- What to work on -
Copy out, unchanged, the stretch of the rows that opens with the line containing "In the UI shown above, point me to the flower head." and closes with the last line of the rows.

- Entries provided -
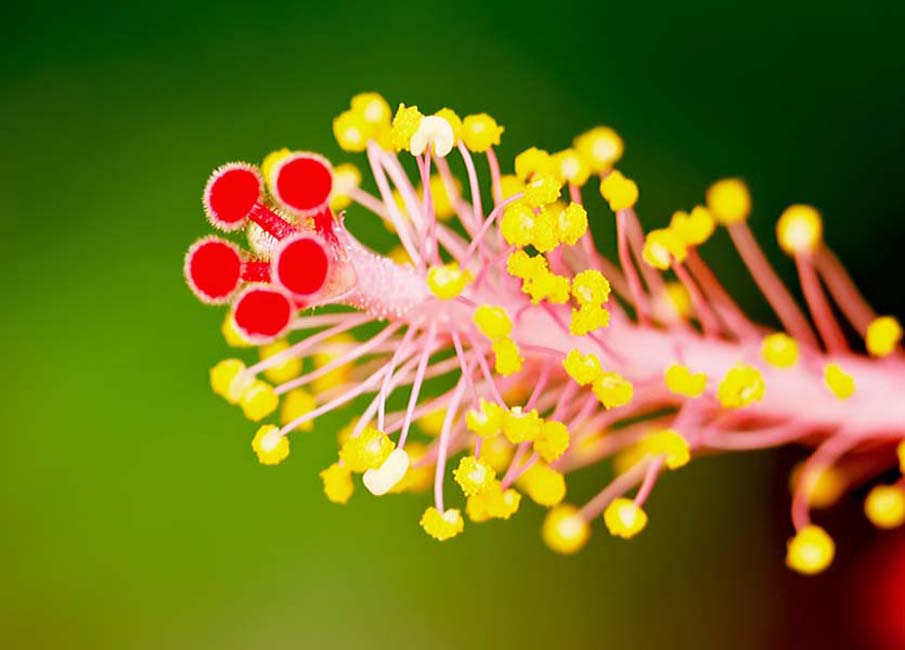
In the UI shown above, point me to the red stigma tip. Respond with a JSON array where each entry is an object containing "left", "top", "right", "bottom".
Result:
[
  {"left": 183, "top": 237, "right": 242, "bottom": 304},
  {"left": 271, "top": 235, "right": 330, "bottom": 296},
  {"left": 203, "top": 163, "right": 262, "bottom": 231},
  {"left": 233, "top": 285, "right": 294, "bottom": 343},
  {"left": 273, "top": 152, "right": 333, "bottom": 216}
]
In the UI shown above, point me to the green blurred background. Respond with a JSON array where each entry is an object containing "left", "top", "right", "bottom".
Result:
[{"left": 0, "top": 0, "right": 905, "bottom": 648}]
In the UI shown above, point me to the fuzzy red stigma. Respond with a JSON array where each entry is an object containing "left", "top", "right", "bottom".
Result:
[
  {"left": 273, "top": 152, "right": 333, "bottom": 216},
  {"left": 183, "top": 237, "right": 243, "bottom": 304},
  {"left": 204, "top": 163, "right": 262, "bottom": 232},
  {"left": 271, "top": 235, "right": 330, "bottom": 297},
  {"left": 233, "top": 285, "right": 295, "bottom": 343}
]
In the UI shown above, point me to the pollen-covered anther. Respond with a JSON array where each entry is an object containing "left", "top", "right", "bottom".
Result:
[
  {"left": 251, "top": 424, "right": 289, "bottom": 465},
  {"left": 717, "top": 363, "right": 766, "bottom": 408},
  {"left": 232, "top": 284, "right": 295, "bottom": 343},
  {"left": 864, "top": 485, "right": 905, "bottom": 528},
  {"left": 419, "top": 506, "right": 465, "bottom": 542},
  {"left": 409, "top": 115, "right": 456, "bottom": 158},
  {"left": 270, "top": 233, "right": 330, "bottom": 300},
  {"left": 603, "top": 497, "right": 647, "bottom": 539},
  {"left": 562, "top": 349, "right": 603, "bottom": 386},
  {"left": 183, "top": 236, "right": 243, "bottom": 305},
  {"left": 865, "top": 316, "right": 902, "bottom": 357},
  {"left": 823, "top": 363, "right": 855, "bottom": 399},
  {"left": 427, "top": 262, "right": 473, "bottom": 300},
  {"left": 541, "top": 504, "right": 591, "bottom": 555},
  {"left": 776, "top": 205, "right": 823, "bottom": 255},
  {"left": 273, "top": 151, "right": 333, "bottom": 216},
  {"left": 362, "top": 449, "right": 410, "bottom": 496},
  {"left": 600, "top": 170, "right": 638, "bottom": 212},
  {"left": 641, "top": 228, "right": 688, "bottom": 271},
  {"left": 591, "top": 372, "right": 635, "bottom": 409},
  {"left": 786, "top": 525, "right": 836, "bottom": 575},
  {"left": 663, "top": 364, "right": 707, "bottom": 397},
  {"left": 760, "top": 332, "right": 799, "bottom": 368},
  {"left": 707, "top": 178, "right": 751, "bottom": 226},
  {"left": 453, "top": 456, "right": 496, "bottom": 497}
]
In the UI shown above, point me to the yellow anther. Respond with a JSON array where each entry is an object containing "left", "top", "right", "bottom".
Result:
[
  {"left": 506, "top": 251, "right": 547, "bottom": 280},
  {"left": 333, "top": 111, "right": 370, "bottom": 152},
  {"left": 320, "top": 463, "right": 355, "bottom": 503},
  {"left": 786, "top": 525, "right": 836, "bottom": 575},
  {"left": 525, "top": 174, "right": 562, "bottom": 208},
  {"left": 865, "top": 316, "right": 902, "bottom": 357},
  {"left": 572, "top": 269, "right": 610, "bottom": 306},
  {"left": 603, "top": 497, "right": 647, "bottom": 539},
  {"left": 789, "top": 463, "right": 848, "bottom": 508},
  {"left": 572, "top": 126, "right": 624, "bottom": 174},
  {"left": 516, "top": 463, "right": 566, "bottom": 508},
  {"left": 541, "top": 504, "right": 591, "bottom": 555},
  {"left": 390, "top": 104, "right": 424, "bottom": 151},
  {"left": 280, "top": 388, "right": 317, "bottom": 431},
  {"left": 515, "top": 147, "right": 559, "bottom": 181},
  {"left": 716, "top": 363, "right": 766, "bottom": 408},
  {"left": 823, "top": 363, "right": 855, "bottom": 399},
  {"left": 640, "top": 429, "right": 691, "bottom": 469},
  {"left": 409, "top": 115, "right": 456, "bottom": 158},
  {"left": 210, "top": 359, "right": 251, "bottom": 404},
  {"left": 669, "top": 205, "right": 716, "bottom": 246},
  {"left": 553, "top": 149, "right": 591, "bottom": 187},
  {"left": 707, "top": 178, "right": 751, "bottom": 226},
  {"left": 776, "top": 205, "right": 823, "bottom": 255},
  {"left": 493, "top": 338, "right": 525, "bottom": 377},
  {"left": 220, "top": 313, "right": 252, "bottom": 348},
  {"left": 600, "top": 170, "right": 638, "bottom": 212},
  {"left": 349, "top": 93, "right": 392, "bottom": 131},
  {"left": 261, "top": 147, "right": 292, "bottom": 192},
  {"left": 419, "top": 506, "right": 465, "bottom": 542},
  {"left": 330, "top": 163, "right": 361, "bottom": 210},
  {"left": 239, "top": 379, "right": 280, "bottom": 422},
  {"left": 251, "top": 424, "right": 289, "bottom": 465},
  {"left": 453, "top": 456, "right": 496, "bottom": 497},
  {"left": 471, "top": 305, "right": 512, "bottom": 341},
  {"left": 556, "top": 203, "right": 588, "bottom": 246},
  {"left": 462, "top": 113, "right": 505, "bottom": 153},
  {"left": 562, "top": 349, "right": 603, "bottom": 386},
  {"left": 427, "top": 262, "right": 472, "bottom": 300},
  {"left": 503, "top": 406, "right": 543, "bottom": 443},
  {"left": 339, "top": 426, "right": 396, "bottom": 474},
  {"left": 592, "top": 372, "right": 635, "bottom": 409},
  {"left": 663, "top": 364, "right": 707, "bottom": 397},
  {"left": 760, "top": 332, "right": 798, "bottom": 368},
  {"left": 465, "top": 481, "right": 522, "bottom": 523},
  {"left": 500, "top": 174, "right": 525, "bottom": 200},
  {"left": 258, "top": 341, "right": 302, "bottom": 384},
  {"left": 465, "top": 398, "right": 506, "bottom": 438},
  {"left": 569, "top": 305, "right": 610, "bottom": 336},
  {"left": 641, "top": 228, "right": 688, "bottom": 271},
  {"left": 864, "top": 485, "right": 905, "bottom": 528},
  {"left": 434, "top": 108, "right": 462, "bottom": 140},
  {"left": 500, "top": 201, "right": 534, "bottom": 248},
  {"left": 534, "top": 420, "right": 569, "bottom": 463}
]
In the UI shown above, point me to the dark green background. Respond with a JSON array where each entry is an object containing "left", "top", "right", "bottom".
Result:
[{"left": 0, "top": 1, "right": 905, "bottom": 648}]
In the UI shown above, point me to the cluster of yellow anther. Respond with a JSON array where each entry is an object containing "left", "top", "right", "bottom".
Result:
[
  {"left": 333, "top": 93, "right": 392, "bottom": 151},
  {"left": 663, "top": 364, "right": 707, "bottom": 397},
  {"left": 472, "top": 305, "right": 524, "bottom": 377},
  {"left": 823, "top": 363, "right": 855, "bottom": 399},
  {"left": 716, "top": 363, "right": 766, "bottom": 408},
  {"left": 760, "top": 332, "right": 798, "bottom": 368},
  {"left": 427, "top": 262, "right": 473, "bottom": 300}
]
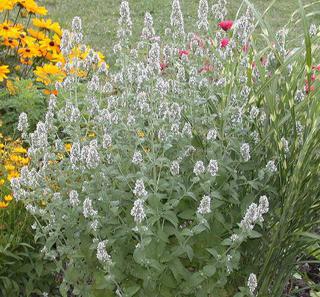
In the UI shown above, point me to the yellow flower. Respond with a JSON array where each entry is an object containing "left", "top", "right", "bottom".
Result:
[
  {"left": 40, "top": 35, "right": 60, "bottom": 54},
  {"left": 12, "top": 146, "right": 27, "bottom": 154},
  {"left": 18, "top": 46, "right": 41, "bottom": 59},
  {"left": 19, "top": 32, "right": 36, "bottom": 47},
  {"left": 0, "top": 22, "right": 20, "bottom": 38},
  {"left": 4, "top": 195, "right": 13, "bottom": 202},
  {"left": 28, "top": 28, "right": 46, "bottom": 40},
  {"left": 32, "top": 19, "right": 62, "bottom": 36},
  {"left": 34, "top": 64, "right": 65, "bottom": 86},
  {"left": 0, "top": 65, "right": 10, "bottom": 81},
  {"left": 0, "top": 0, "right": 16, "bottom": 12},
  {"left": 0, "top": 201, "right": 9, "bottom": 208},
  {"left": 3, "top": 38, "right": 19, "bottom": 48}
]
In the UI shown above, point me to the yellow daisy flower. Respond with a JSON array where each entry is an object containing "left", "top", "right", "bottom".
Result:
[{"left": 0, "top": 65, "right": 10, "bottom": 81}]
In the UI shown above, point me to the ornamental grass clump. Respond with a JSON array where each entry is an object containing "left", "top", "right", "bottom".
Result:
[{"left": 11, "top": 0, "right": 320, "bottom": 297}]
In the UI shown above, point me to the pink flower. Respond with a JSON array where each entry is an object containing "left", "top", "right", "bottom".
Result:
[
  {"left": 312, "top": 64, "right": 320, "bottom": 71},
  {"left": 218, "top": 20, "right": 233, "bottom": 32},
  {"left": 179, "top": 50, "right": 190, "bottom": 58},
  {"left": 199, "top": 64, "right": 213, "bottom": 73},
  {"left": 220, "top": 38, "right": 229, "bottom": 48},
  {"left": 242, "top": 43, "right": 250, "bottom": 53}
]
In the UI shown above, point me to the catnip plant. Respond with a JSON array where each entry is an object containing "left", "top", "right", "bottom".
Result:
[{"left": 12, "top": 0, "right": 319, "bottom": 297}]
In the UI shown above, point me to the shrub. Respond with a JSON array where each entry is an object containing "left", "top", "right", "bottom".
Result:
[{"left": 11, "top": 0, "right": 320, "bottom": 297}]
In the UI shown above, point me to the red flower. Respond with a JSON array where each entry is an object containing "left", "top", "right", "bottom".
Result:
[
  {"left": 219, "top": 20, "right": 233, "bottom": 32},
  {"left": 179, "top": 50, "right": 190, "bottom": 58},
  {"left": 242, "top": 43, "right": 250, "bottom": 53},
  {"left": 160, "top": 63, "right": 168, "bottom": 71},
  {"left": 220, "top": 38, "right": 229, "bottom": 47},
  {"left": 304, "top": 81, "right": 314, "bottom": 94},
  {"left": 312, "top": 64, "right": 320, "bottom": 71}
]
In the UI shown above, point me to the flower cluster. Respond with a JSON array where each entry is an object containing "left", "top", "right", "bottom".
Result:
[
  {"left": 0, "top": 0, "right": 104, "bottom": 94},
  {"left": 0, "top": 128, "right": 30, "bottom": 208},
  {"left": 11, "top": 0, "right": 315, "bottom": 296}
]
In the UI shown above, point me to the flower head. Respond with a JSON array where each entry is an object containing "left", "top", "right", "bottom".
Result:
[
  {"left": 130, "top": 199, "right": 146, "bottom": 223},
  {"left": 197, "top": 195, "right": 211, "bottom": 214},
  {"left": 247, "top": 273, "right": 258, "bottom": 295},
  {"left": 218, "top": 20, "right": 233, "bottom": 32},
  {"left": 220, "top": 38, "right": 229, "bottom": 48},
  {"left": 0, "top": 65, "right": 10, "bottom": 81},
  {"left": 193, "top": 161, "right": 206, "bottom": 176}
]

- Solution for this task -
In the UI shown above, point me to the flower head. Respond with a JSON array where each entry is an object containing "left", "top", "right", "bottom".
Result:
[
  {"left": 130, "top": 199, "right": 146, "bottom": 223},
  {"left": 197, "top": 195, "right": 211, "bottom": 214},
  {"left": 247, "top": 273, "right": 258, "bottom": 295},
  {"left": 218, "top": 20, "right": 233, "bottom": 32},
  {"left": 220, "top": 38, "right": 229, "bottom": 48},
  {"left": 0, "top": 65, "right": 10, "bottom": 81},
  {"left": 193, "top": 161, "right": 206, "bottom": 176}
]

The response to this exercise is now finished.